## Begin Document

= Hard and soft C =

Pronunciation of "C" in Latin-based orthographies

In the Latin-based orthographies of many European languages, including English, a distinction between hard and soft c occurs in which c represents two distinct phonemes. The sound of a hard c often precedes the non-front vowels a, o and u, and is that of the voiceless velar stop, //k// (as in car). The sound of a soft c, typically before e, i and y, may be a fricative or affricate, depending on the language. In English (and not coincidentally also French), the sound of soft c is //s// (as in cell).

There was no soft c in classical Latin, where it was always pronounced as //k//.

==History==
This alternation is caused by a historical palatalization of //k// which took place in Late Latin, and led to a change in the pronunciation of the sound /[k]/ before the front vowels /[e]/ and /[i]/. Later, other languages not directly descended from Latin, such as English, inherited this feature as an orthographic convention.

==English==

===General overview===
In English orthography, the pronunciation of hard c is //k// and of soft c is generally //s//. Yod-coalescence has altered instances of //sj// – particularly in unstressed syllables – to //ʃ// in most varieties of English, affecting words such as ocean, logician, and magician. Generally, the soft c pronunciation occurs before i e y; it also occurs before ae and oe in a number of Greek and Latin loanwords (such as coelacanth, caecum, and caesar). The hard c pronunciation occurs everywhere else except in the letter combinations sc, ch, and sch which have their own pronunciation rules. cc generally represents //ks// before i e y, as in accident, succeed, and coccyx.

There are exceptions to the general rules of hard and soft c:
- The c in the words Celt and Celtic was traditionally soft, but since the late 19th century, the hard pronunciation has also been recognized in conscious imitation of the classical Latin pronunciation of Celtae; see Pronunciation of Celtic. Welsh and Gaelic loanwords in English which retain their native spelling, such as ceilidh, cistvaen (alternatively spelled kistvaen), and Cymric, are also pronounced hard. The Irish and Welsh languages have no letter K, so all cs are pronounced hard. Notable exceptions include Celtic F.C. and the basketball team the Boston Celtics, where the soft pronunciation prevails.
- The c is hard in a handful of words like arcing, synced/syncing, chicer (//ʃiːkər//), and Quebecer (alternatively spelled Quebecker) that involve a word normally spelled with a final c followed by an affix starting with e or i; soccer and recce also have a hard c.
- The sc in sceptic, and its derivatives such as sceptical and scepticism, represents //sk//. These words are alternative spellings to skeptical and skepticism, respectively.
- The cc of flaccid now sometimes represents a single soft c pronunciation //ˈflæsɪd//, which is a simplification of //ˈflæksɪd//.
- The c is silent before t in indict and its derivatives such as indictment, in the name of the U.S. state Connecticut, and in some pronunciations of Arctic and Antarctic.
- In a few cases such as facade and limacon, a soft c appears before a o u and is optionally indicated to be soft by means of attaching a cedilla to its bottom, giving façade, limaçon.

## End Document

Exercise goal
Reproduce the passage of the hard and soft C text from "There are exceptions" to "soft pronunciation prevails." word for word. The material that comes next is separate from the text on hard and soft C.

## Begin Data entries

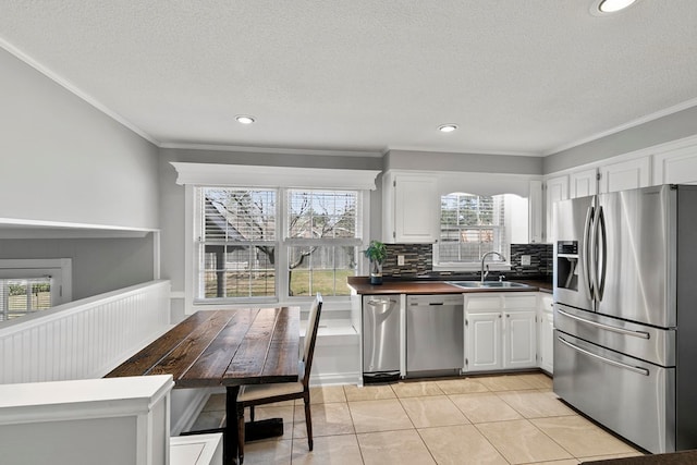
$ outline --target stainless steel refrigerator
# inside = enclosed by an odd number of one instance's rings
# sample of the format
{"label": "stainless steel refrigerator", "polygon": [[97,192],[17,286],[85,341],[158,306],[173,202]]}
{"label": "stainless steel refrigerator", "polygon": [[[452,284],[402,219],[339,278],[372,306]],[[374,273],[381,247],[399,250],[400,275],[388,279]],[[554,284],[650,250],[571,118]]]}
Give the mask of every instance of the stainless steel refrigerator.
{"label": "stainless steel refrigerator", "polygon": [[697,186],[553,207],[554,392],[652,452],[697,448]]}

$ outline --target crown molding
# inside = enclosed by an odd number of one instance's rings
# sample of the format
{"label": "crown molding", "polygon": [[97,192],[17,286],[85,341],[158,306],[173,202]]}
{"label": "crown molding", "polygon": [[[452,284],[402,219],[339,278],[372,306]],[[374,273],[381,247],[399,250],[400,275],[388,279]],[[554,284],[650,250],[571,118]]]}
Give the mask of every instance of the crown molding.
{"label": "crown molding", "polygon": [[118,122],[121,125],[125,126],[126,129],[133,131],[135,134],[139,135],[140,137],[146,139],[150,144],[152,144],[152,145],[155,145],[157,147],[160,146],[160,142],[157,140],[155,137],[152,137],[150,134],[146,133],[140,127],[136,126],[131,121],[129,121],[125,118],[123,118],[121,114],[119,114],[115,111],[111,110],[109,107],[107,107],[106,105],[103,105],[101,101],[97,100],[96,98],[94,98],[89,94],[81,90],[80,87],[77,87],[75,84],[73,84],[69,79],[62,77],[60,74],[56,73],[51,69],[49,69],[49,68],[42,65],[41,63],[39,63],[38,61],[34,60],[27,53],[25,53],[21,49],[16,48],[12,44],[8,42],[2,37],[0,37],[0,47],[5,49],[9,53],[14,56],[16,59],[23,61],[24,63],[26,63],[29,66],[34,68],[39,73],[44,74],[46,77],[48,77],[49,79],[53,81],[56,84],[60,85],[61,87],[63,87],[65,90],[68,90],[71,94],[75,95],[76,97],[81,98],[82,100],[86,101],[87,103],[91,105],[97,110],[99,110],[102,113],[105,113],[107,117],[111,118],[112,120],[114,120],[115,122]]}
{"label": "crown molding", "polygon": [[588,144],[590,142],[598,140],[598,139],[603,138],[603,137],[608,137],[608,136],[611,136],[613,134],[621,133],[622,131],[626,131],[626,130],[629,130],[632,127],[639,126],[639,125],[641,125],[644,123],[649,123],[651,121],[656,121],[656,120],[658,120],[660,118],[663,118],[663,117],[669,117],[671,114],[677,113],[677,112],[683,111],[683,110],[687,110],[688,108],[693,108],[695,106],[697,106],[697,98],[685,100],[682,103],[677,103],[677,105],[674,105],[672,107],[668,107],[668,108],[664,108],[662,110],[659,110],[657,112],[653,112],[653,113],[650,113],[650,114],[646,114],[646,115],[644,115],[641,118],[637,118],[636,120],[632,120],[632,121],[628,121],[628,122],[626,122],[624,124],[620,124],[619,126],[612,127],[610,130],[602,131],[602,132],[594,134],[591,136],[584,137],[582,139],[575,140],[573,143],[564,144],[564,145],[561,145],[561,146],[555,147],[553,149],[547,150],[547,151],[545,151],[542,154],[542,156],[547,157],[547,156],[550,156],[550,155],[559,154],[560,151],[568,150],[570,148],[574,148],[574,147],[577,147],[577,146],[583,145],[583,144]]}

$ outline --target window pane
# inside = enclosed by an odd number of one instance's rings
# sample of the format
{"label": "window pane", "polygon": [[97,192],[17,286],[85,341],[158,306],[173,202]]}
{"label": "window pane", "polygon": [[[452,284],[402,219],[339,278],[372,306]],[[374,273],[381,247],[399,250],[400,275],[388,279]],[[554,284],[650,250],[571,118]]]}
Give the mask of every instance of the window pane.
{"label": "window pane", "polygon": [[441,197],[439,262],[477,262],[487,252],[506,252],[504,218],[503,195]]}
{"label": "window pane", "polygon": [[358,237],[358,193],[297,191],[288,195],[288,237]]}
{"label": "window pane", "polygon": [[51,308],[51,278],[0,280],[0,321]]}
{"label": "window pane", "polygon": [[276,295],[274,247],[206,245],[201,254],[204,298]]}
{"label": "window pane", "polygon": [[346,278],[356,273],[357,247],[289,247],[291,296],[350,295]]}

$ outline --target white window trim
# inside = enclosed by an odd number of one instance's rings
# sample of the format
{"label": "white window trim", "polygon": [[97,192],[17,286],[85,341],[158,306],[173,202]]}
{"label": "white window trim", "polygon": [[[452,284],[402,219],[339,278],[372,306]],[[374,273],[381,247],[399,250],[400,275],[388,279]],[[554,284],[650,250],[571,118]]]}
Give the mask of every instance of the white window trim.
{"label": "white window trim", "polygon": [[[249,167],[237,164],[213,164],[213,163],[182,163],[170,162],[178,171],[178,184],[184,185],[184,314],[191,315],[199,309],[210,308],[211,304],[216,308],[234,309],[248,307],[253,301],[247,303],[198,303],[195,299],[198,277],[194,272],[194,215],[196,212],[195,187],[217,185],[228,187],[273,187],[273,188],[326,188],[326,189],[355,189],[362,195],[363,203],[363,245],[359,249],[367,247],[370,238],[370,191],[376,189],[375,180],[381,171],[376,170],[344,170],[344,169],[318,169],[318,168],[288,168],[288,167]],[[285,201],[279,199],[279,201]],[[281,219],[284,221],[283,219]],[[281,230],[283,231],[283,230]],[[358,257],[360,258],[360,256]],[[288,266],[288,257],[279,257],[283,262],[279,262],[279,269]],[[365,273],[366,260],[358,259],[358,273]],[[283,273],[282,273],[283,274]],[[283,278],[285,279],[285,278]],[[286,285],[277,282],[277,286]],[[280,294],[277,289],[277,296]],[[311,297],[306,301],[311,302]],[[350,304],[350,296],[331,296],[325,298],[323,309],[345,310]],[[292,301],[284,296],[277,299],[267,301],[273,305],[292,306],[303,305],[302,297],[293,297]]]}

## End Data entries

Written reply
There are exceptions to the general rules of hard and soft c:
- The c in the words Celt and Celtic was traditionally soft, but since the late 19th century, the hard pronunciation has also been recognized in conscious imitation of the classical Latin pronunciation of Celtae; see Pronunciation of Celtic. Welsh and Gaelic loanwords in English which retain their native spelling, such as ceilidh, cistvaen (alternatively spelled kistvaen), and Cymric, are also pronounced hard. The Irish and Welsh languages have no letter K, so all cs are pronounced hard. Notable exceptions include Celtic F.C. and the basketball team the Boston Celtics, where the soft pronunciation prevails.